**Instructions for the task**.
Copy the records below exactly, leaving out every picture.

**Material shown**.
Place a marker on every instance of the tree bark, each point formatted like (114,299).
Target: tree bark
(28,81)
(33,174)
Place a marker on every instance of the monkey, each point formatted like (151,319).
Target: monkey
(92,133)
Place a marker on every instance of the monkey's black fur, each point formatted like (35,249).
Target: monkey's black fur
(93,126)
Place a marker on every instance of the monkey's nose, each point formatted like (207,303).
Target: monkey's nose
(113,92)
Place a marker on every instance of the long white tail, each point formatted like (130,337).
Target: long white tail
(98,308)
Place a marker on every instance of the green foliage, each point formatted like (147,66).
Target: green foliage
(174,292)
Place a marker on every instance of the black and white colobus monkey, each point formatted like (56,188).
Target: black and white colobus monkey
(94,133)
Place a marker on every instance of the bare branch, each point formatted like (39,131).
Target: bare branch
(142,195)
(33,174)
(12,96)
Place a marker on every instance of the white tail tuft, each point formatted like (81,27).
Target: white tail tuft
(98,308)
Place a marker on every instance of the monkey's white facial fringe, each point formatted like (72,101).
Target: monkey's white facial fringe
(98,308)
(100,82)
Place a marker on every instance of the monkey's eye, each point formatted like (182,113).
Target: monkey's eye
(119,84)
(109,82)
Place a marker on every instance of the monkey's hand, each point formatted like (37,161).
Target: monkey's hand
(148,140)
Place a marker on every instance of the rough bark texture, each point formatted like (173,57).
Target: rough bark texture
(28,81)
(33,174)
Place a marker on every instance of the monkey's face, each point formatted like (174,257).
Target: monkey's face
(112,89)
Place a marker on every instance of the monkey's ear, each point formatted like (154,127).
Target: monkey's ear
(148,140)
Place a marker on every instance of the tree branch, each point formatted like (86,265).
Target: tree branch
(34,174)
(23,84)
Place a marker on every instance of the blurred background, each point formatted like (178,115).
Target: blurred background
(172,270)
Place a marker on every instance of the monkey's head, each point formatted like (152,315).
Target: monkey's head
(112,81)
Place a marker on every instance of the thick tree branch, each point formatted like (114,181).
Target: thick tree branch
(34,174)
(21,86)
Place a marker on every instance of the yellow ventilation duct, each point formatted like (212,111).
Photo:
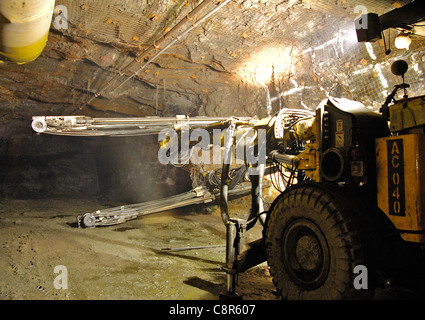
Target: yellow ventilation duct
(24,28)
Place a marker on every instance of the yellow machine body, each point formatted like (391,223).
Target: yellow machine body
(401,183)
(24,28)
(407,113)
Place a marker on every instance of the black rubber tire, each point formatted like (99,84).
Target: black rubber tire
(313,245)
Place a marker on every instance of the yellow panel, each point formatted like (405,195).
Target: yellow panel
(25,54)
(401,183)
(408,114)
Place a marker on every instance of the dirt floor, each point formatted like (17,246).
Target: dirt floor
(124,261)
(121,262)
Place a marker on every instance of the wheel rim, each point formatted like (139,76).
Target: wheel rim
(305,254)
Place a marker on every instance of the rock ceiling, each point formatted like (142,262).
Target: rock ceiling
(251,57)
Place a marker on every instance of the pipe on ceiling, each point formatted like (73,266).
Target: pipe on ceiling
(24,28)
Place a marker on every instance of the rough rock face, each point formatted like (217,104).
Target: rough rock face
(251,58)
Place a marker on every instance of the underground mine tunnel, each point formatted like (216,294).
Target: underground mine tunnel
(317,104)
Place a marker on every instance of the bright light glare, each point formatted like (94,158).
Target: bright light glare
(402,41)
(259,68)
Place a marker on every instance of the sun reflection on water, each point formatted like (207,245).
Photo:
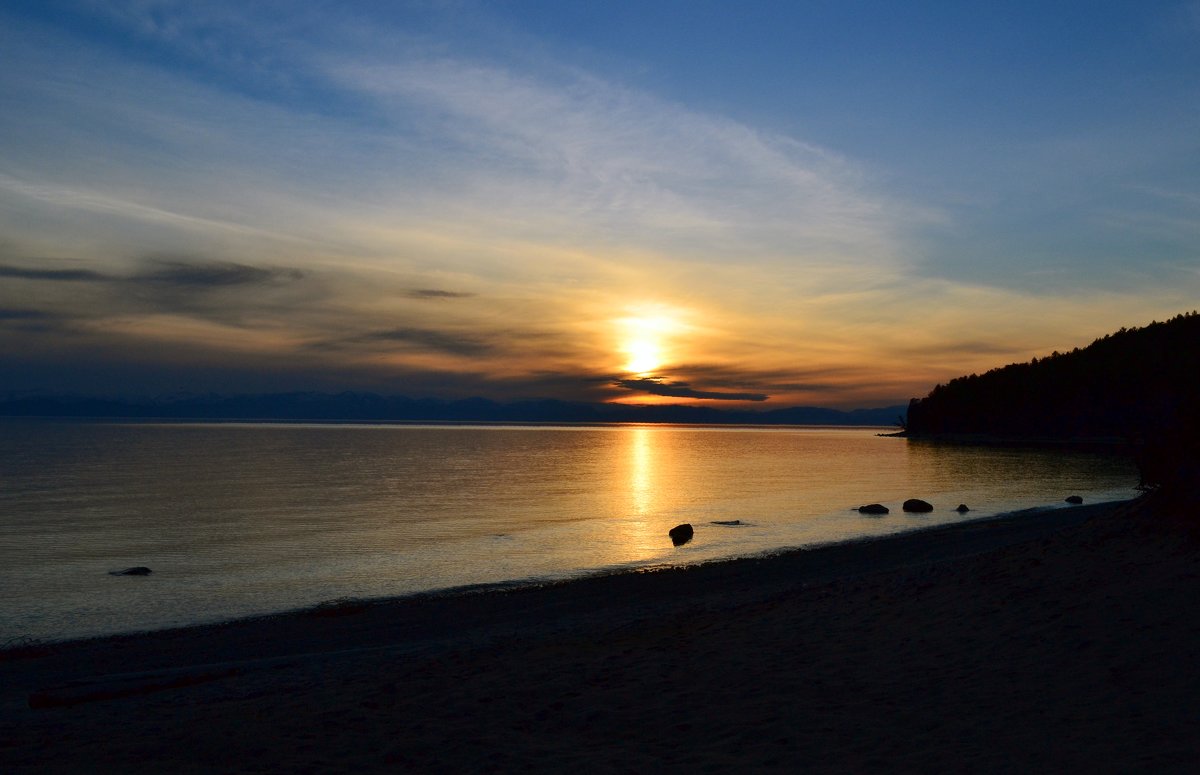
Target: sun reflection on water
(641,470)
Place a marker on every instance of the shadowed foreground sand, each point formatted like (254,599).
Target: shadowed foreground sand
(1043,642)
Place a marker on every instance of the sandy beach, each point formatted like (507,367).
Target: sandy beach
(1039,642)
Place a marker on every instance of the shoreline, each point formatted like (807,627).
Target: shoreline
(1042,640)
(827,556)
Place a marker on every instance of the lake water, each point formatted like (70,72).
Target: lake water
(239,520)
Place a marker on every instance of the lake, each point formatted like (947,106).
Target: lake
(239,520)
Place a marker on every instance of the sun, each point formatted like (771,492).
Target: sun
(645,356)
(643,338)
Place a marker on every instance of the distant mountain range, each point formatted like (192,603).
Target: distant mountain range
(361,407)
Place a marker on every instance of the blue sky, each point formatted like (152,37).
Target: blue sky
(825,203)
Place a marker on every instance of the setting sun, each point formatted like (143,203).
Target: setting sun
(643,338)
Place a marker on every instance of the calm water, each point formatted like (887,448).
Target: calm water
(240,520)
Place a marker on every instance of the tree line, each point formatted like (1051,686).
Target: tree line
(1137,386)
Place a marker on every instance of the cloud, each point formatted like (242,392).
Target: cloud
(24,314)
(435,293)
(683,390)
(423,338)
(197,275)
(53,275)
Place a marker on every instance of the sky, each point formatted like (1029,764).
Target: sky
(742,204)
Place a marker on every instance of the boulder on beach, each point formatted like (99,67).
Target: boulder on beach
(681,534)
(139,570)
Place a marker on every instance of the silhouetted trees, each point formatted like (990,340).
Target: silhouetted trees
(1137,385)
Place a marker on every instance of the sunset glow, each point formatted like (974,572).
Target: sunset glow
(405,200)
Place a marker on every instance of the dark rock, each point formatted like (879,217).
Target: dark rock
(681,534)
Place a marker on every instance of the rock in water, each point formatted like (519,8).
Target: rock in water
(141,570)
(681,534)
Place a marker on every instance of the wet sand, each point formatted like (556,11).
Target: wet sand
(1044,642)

**Task solution**.
Place a marker on every instance of the tree bark, each point formatted like (114,299).
Target: tree bark
(28,81)
(33,174)
Place a marker on every instance of the monkey, each point formatted like (151,319).
Target: monkey
(92,133)
Place a marker on every instance of the monkey's black fur, each point formatted like (35,249).
Target: monkey's black fur
(93,126)
Place a marker on every instance of the monkey's nose, each point formatted like (207,303).
Target: monkey's nose
(113,92)
Place a marker on every instance of the long white tail, each point formatted like (130,337).
Target: long white tail
(98,308)
Place a marker on every instance of the green foliage, each point formatted like (147,66).
Target: green foliage
(174,292)
Place a marker on every instance of the black and white colobus monkey, each point formatted like (56,188).
Target: black and white colobus monkey
(94,133)
Place a marker on every instance of the bare branch, each point formatted like (39,131).
Target: bare branch
(142,195)
(33,174)
(12,96)
Place a marker on every instance of the white tail tuft, each point formatted like (81,27).
Target: white tail tuft
(98,308)
Place a marker on every instance of the monkey's white facial fringe, each point formatted like (72,101).
Target: monkey's white facial fringe
(98,308)
(100,82)
Place a marker on every instance of the monkey's eye, each point formatted like (182,113).
Target: monkey's eye
(119,84)
(109,82)
Place a marker on every instance of the monkey's hand, each point formatted like (37,161).
Target: monkey's hand
(148,140)
Place a marker on every instance of the rough bark texture, each point formatted like (173,57).
Target: rough bark texture
(28,81)
(33,174)
Place a marker on every instance of the monkey's face, each point formatted like (174,257).
Target: monkey's face
(112,89)
Place a marker on every instance of the monkey's ear, each point formatted like (154,127).
Target: monkey's ear
(148,140)
Place a marker on every instance of the tree branch, each point formatted like (86,265).
Target: tree branch
(34,174)
(23,84)
Place a marker on every instance of the blurred background, each point formatted like (178,115).
Target: blurred background
(172,270)
Place a marker on every instance of the monkey's head, each point formatted like (152,315).
Target: monkey's head
(112,81)
Place a marker on every instance of the thick tree branch, each point formatted like (114,181).
Target: thick tree branch
(34,174)
(21,86)
Place a marker on every instance of the yellow ventilation duct, each point formatted like (212,111).
Photo:
Target: yellow ventilation duct
(24,28)
Place a marker on every instance of the yellow machine body, each point formatted like (391,223).
Target: yellow machine body
(401,183)
(24,28)
(407,113)
Place a marker on every instance of the black rubber tire, each point formatted like (99,84).
Target: black rubber tire
(313,245)
Place a marker on every instance of the yellow panel, each point formatted like (405,195).
Target: yellow panel
(25,54)
(401,183)
(408,114)
Place a marker on every instance of the dirt floor, each point formatted like (17,246).
Target: dirt floor
(124,261)
(121,262)
Place a marker on every instance of the wheel rim, each point formatted like (139,76).
Target: wheel rim
(305,254)
Place a marker on every instance of the rock ceiling, each point formatted like (142,262).
Target: rock ceiling
(251,57)
Place a marker on every instance of the pipe on ceiling, each point formatted like (73,266).
Target: pipe on ceiling
(24,28)
Place a marker on every instance of the rough rock face, each point formatted like (217,104).
Target: rough rock face
(251,58)
Place a marker on every instance of the underground mine tunnel, each point formatted like (216,294).
Target: underground mine tunnel
(317,104)
Place a marker on every instance of the bright light glare, each point formatted like (94,158).
Target: bright light glare
(402,41)
(259,68)
Place a marker on every instance of the sun reflection on water, each point formatted like (207,245).
Photo:
Target: sun reflection on water
(641,470)
Place a marker on every instance of the shadowed foreground sand, each point formatted like (254,599).
Target: shadowed foreground sand
(1043,642)
Place a marker on every instance of the sandy beach, each point formatted like (507,367).
Target: sandy beach
(1039,642)
Place a marker on every instance of the shoreline, each point formatted like (807,627).
Target: shoreline
(1042,640)
(827,556)
Place a marker on every instance of the lake water, each point formatted like (70,72).
Target: lake water
(239,520)
Place a marker on every instance of the lake, each point formatted like (947,106).
Target: lake
(239,520)
Place a marker on every instance of the sun, each point formatted like (771,492).
Target: sun
(645,356)
(643,338)
Place a marker on every instance of the distant mountain range, each point formatted like (192,603).
Target: distant mountain range
(361,407)
Place a marker on every instance of the blue sky, each point formatted like (152,37).
Target: blue sky
(825,203)
Place a marker on every instance of the setting sun, each point formatted like (143,203).
Target: setting sun
(643,338)
Place a marker on every instance of the calm water, each point formatted like (887,448).
Target: calm water
(240,520)
Place a marker on every instance of the tree line, each point formatted like (1051,686).
Target: tree line
(1137,386)
Place a marker on every instance of the cloud, each point formatted like (242,392).
Target: cloud
(24,314)
(435,293)
(683,390)
(423,338)
(197,275)
(53,275)
Place a marker on every instance of the sky, each point formatted like (1029,764).
Target: sky
(742,204)
Place a marker on every instance of the boulder on beach, each point formatted like (99,67).
Target: boulder on beach
(681,534)
(139,570)
Place a marker on every instance of the silhouetted trees, each point formatted like (990,340).
Target: silhouetted trees
(1137,385)
Place a marker on every instance of the sunset glow, each point formatted like (974,572).
Target: sunset glow
(405,200)
Place a marker on every instance of the dark rock, each point formatted like (879,217).
Target: dark rock
(681,534)
Place a marker on every instance of the rock in water, each point formatted like (519,8).
Target: rock in water
(141,570)
(681,534)
Place a marker on every instance of the wet sand, each point formatted like (556,11).
Target: wet sand
(1044,642)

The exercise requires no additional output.